Task:
Lay out every line of the listing below as a Markdown table with the columns Row and Line, numbering the rows in order and skipping blank lines. Leave the pictures out of the table.

_ _ _ _ _ _ _

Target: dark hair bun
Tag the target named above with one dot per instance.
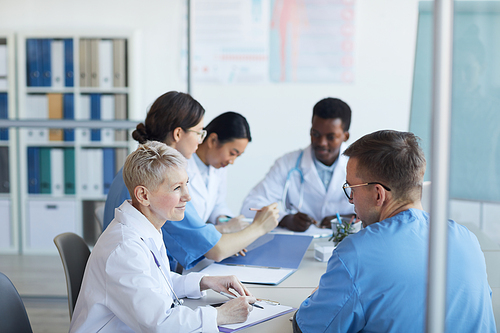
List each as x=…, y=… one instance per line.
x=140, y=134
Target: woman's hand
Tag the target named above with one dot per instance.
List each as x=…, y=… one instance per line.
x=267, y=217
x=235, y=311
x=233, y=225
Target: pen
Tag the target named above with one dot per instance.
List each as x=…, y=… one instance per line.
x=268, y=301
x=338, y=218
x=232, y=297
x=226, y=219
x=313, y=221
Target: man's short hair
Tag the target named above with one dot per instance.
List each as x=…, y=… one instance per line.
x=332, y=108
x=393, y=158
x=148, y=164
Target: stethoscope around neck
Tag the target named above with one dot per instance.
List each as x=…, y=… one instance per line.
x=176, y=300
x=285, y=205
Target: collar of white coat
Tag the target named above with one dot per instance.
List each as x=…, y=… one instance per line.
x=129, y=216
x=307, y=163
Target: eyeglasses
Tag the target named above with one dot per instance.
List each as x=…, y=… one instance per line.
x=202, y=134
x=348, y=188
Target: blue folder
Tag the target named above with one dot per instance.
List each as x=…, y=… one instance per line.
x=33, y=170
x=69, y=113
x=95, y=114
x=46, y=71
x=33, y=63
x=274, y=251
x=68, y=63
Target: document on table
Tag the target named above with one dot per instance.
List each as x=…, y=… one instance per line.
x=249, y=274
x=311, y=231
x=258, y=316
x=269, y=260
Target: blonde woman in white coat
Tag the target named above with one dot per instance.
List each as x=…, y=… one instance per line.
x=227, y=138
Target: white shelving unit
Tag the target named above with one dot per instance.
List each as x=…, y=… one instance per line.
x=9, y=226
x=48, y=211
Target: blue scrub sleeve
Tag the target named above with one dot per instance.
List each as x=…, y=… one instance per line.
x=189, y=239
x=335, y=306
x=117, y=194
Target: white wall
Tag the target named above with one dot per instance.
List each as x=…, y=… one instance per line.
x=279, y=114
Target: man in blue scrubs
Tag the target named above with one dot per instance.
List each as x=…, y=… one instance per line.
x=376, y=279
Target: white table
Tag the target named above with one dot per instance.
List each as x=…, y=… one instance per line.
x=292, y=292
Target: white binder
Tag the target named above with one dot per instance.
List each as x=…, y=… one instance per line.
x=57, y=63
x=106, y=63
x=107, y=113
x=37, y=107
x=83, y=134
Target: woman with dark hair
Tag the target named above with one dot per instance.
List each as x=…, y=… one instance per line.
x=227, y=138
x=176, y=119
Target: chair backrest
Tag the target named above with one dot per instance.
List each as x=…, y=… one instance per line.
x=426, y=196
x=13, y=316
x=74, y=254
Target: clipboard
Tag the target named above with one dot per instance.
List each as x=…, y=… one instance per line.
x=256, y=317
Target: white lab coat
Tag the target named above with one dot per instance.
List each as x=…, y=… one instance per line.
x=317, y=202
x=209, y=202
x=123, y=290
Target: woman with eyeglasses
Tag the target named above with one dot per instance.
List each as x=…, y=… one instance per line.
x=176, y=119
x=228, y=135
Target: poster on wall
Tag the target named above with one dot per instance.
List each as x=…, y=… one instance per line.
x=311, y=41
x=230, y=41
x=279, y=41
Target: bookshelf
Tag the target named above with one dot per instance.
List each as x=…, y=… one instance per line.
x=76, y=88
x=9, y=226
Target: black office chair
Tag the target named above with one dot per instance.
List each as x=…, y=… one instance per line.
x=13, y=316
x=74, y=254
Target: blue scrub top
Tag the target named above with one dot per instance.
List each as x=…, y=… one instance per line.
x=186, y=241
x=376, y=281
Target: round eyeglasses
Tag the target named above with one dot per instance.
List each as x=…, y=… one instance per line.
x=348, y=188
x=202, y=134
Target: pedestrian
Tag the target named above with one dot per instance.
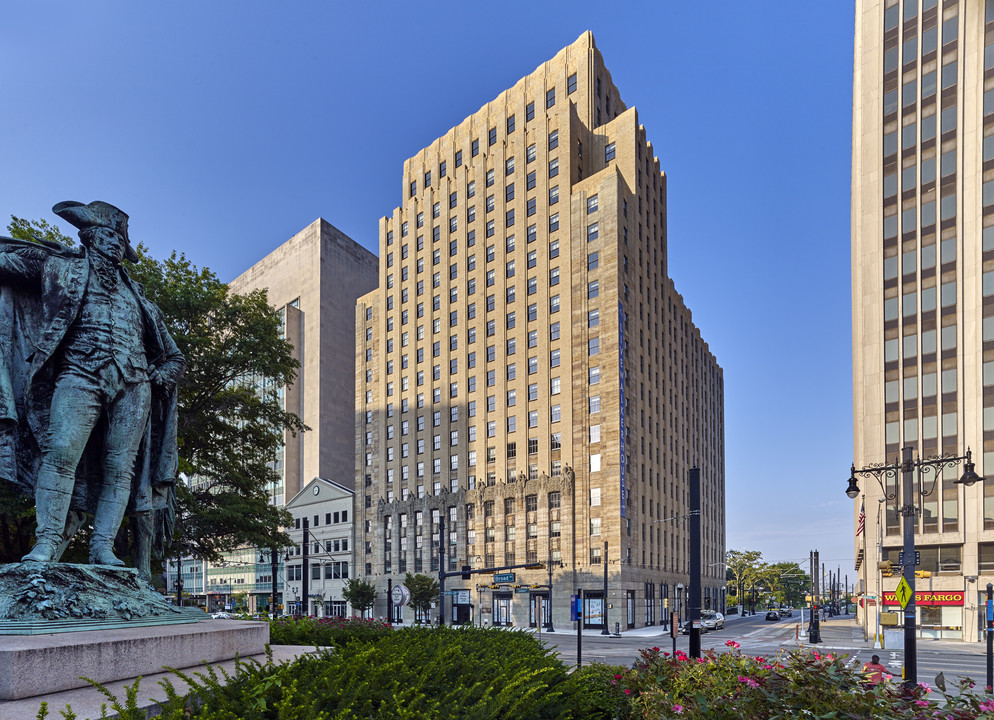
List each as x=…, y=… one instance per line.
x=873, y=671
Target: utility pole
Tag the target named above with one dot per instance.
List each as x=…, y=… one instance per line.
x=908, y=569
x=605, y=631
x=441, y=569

_ _ _ _ _ _ _

Result of the exercise:
| Row | Line |
|---|---|
| 1 | Target: dark hair bun |
| 2 | Tag the target named above with one dot per instance. |
| 3 | List each as x=…, y=… one instance per line. |
| 4 | x=140, y=134 |
| 5 | Target: woman's hand |
| 6 | Tag the target named above with one dot per instance. |
| 7 | List each as x=…, y=… one instance per line. |
| 8 | x=267, y=217 |
| 9 | x=235, y=311 |
| 10 | x=233, y=225 |
| 11 | Target: pen |
| 12 | Tag the target named above with one dot per instance. |
| 13 | List each as x=…, y=… one instance per line. |
| 14 | x=268, y=301 |
| 15 | x=338, y=218 |
| 16 | x=232, y=297 |
| 17 | x=226, y=219 |
| 18 | x=313, y=221 |
| 19 | Target: man's short hair |
| 20 | Tag the target named above with one dot per instance. |
| 21 | List each as x=…, y=… one instance per line. |
| 22 | x=332, y=108 |
| 23 | x=393, y=158 |
| 24 | x=148, y=164 |
| 25 | Target: stethoscope around neck |
| 26 | Tag the target named above with one dot per instance. |
| 27 | List each as x=…, y=… one instance per line. |
| 28 | x=176, y=300 |
| 29 | x=285, y=205 |
| 30 | Target: collar of white coat |
| 31 | Tag the target named above with one dot per instance. |
| 32 | List each as x=…, y=… one instance per line. |
| 33 | x=129, y=216 |
| 34 | x=307, y=163 |
| 35 | Target: eyeglasses |
| 36 | Tag the target named above with one dot per instance. |
| 37 | List each as x=…, y=… one instance per line. |
| 38 | x=202, y=134 |
| 39 | x=348, y=188 |
| 40 | Target: blue folder |
| 41 | Tag the target named above with one dot per instance. |
| 42 | List each as x=…, y=… one instance per line. |
| 43 | x=33, y=170 |
| 44 | x=69, y=113 |
| 45 | x=95, y=114 |
| 46 | x=46, y=71 |
| 47 | x=33, y=63 |
| 48 | x=274, y=251 |
| 49 | x=68, y=63 |
| 50 | Target: document on table |
| 51 | Tag the target named above with one dot per instance. |
| 52 | List each as x=…, y=… one instance per line. |
| 53 | x=249, y=274 |
| 54 | x=311, y=231 |
| 55 | x=258, y=316 |
| 56 | x=269, y=260 |
| 57 | Target: blonde woman in white coat |
| 58 | Tag the target named above with one dot per instance. |
| 59 | List each as x=…, y=… one instance per line. |
| 60 | x=227, y=138 |
| 61 | Target: white shelving unit |
| 62 | Tag the target named above with one dot per instance. |
| 63 | List each as x=…, y=… one instance per line. |
| 64 | x=9, y=226 |
| 65 | x=48, y=211 |
| 66 | Target: blue scrub sleeve |
| 67 | Tag the target named above with one dot per instance. |
| 68 | List each as x=…, y=… one instance per line. |
| 69 | x=189, y=239 |
| 70 | x=335, y=306 |
| 71 | x=117, y=194 |
| 72 | Target: white wall |
| 73 | Tag the target named above with one dot per instance. |
| 74 | List each as x=…, y=… one instance per line. |
| 75 | x=279, y=114 |
| 76 | Target: man in blue scrubs |
| 77 | Tag the target named above with one dot per instance. |
| 78 | List each as x=…, y=… one instance per line. |
| 79 | x=376, y=279 |
| 80 | Target: white table |
| 81 | Tag the target named above with one dot per instance. |
| 82 | List each as x=…, y=… one instance per line. |
| 83 | x=292, y=292 |
| 84 | Target: white binder |
| 85 | Tag the target named above with one dot per instance. |
| 86 | List each as x=…, y=… one instance per line. |
| 87 | x=57, y=63 |
| 88 | x=106, y=63 |
| 89 | x=107, y=113 |
| 90 | x=37, y=107 |
| 91 | x=83, y=134 |
| 92 | Target: woman with dark hair |
| 93 | Tag the target named above with one dot per instance. |
| 94 | List each as x=…, y=… one instance per line. |
| 95 | x=227, y=138 |
| 96 | x=176, y=119 |
| 97 | Target: chair backrest |
| 98 | Tag the target named above with one dot per instance. |
| 99 | List each as x=…, y=… one instance per line. |
| 100 | x=426, y=196 |
| 101 | x=13, y=316 |
| 102 | x=74, y=254 |
| 103 | Target: clipboard |
| 104 | Tag the target named above with one dot per instance. |
| 105 | List each as x=…, y=… one instance per line. |
| 106 | x=256, y=317 |
| 107 | Target: white lab coat |
| 108 | Tag the target named above with one dot per instance. |
| 109 | List each as x=…, y=… one instance per line. |
| 110 | x=317, y=202 |
| 111 | x=209, y=202 |
| 112 | x=123, y=290 |
| 113 | Target: woman with eyeglasses |
| 114 | Tag the target named above with one dot per instance. |
| 115 | List each as x=…, y=… one instance per line. |
| 116 | x=176, y=119 |
| 117 | x=228, y=135 |
| 118 | Target: poster on wall |
| 119 | Tag the target named above with one dot per instance. |
| 120 | List each as x=…, y=… one instance per line. |
| 121 | x=311, y=41 |
| 122 | x=230, y=41 |
| 123 | x=279, y=41 |
| 124 | Target: bookshelf |
| 125 | Tag the target named above with one dot per instance. |
| 126 | List each as x=…, y=… one instance per line. |
| 127 | x=76, y=88 |
| 128 | x=9, y=226 |
| 129 | Target: black office chair |
| 130 | Tag the target named above with one dot per instance. |
| 131 | List each as x=…, y=… one instance per line. |
| 132 | x=13, y=316 |
| 133 | x=74, y=254 |
| 134 | Target: blue scrub top |
| 135 | Tag the target named above with one dot per instance. |
| 136 | List each as x=…, y=… one instance per line. |
| 137 | x=186, y=241 |
| 138 | x=376, y=281 |
| 139 | Target: round eyeglasses |
| 140 | Tag the target named above with one dot per instance. |
| 141 | List each as x=…, y=… one instance per line. |
| 142 | x=348, y=188 |
| 143 | x=202, y=134 |
| 144 | Target: pedestrian |
| 145 | Tag the target named above with one dot per instance. |
| 146 | List each as x=…, y=… one instance per line. |
| 147 | x=873, y=671 |
| 148 | Target: utility pole |
| 149 | Tag the target named above with one dot per instance. |
| 150 | List each as x=…, y=… one instance per line. |
| 151 | x=908, y=569 |
| 152 | x=605, y=631 |
| 153 | x=441, y=569 |